Determine the number of lines in the data that contain "photo". Answer with that number only.

_ _ _ _

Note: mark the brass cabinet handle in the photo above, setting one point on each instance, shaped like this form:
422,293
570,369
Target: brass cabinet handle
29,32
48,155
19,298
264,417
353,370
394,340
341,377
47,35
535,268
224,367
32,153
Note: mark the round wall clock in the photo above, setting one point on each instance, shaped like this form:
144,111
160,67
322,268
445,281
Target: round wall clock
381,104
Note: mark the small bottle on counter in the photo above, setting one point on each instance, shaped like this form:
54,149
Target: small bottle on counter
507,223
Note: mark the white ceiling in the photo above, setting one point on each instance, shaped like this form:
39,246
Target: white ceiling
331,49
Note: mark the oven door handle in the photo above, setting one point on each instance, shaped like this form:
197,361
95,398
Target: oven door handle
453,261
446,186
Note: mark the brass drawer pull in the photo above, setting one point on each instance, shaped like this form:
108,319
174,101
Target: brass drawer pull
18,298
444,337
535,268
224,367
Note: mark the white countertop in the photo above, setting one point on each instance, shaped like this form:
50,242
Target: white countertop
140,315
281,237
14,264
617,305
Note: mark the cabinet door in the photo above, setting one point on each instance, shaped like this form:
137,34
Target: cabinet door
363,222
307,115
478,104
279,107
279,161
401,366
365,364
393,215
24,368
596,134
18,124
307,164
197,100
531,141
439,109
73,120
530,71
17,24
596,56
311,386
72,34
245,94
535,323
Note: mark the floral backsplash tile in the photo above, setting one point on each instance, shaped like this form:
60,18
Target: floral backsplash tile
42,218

_ _ _ _

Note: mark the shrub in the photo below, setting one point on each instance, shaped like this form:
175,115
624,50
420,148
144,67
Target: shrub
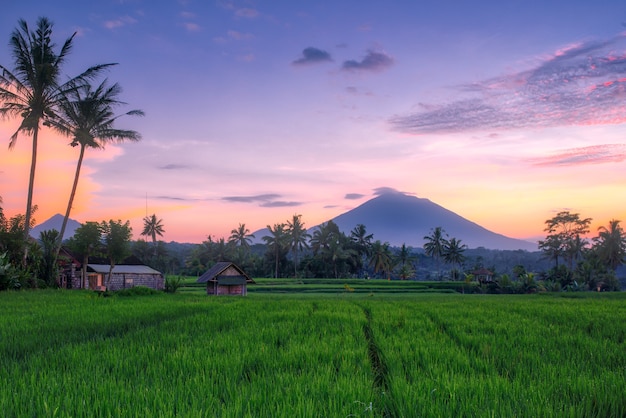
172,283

_ _ _ _

=== Task output ===
10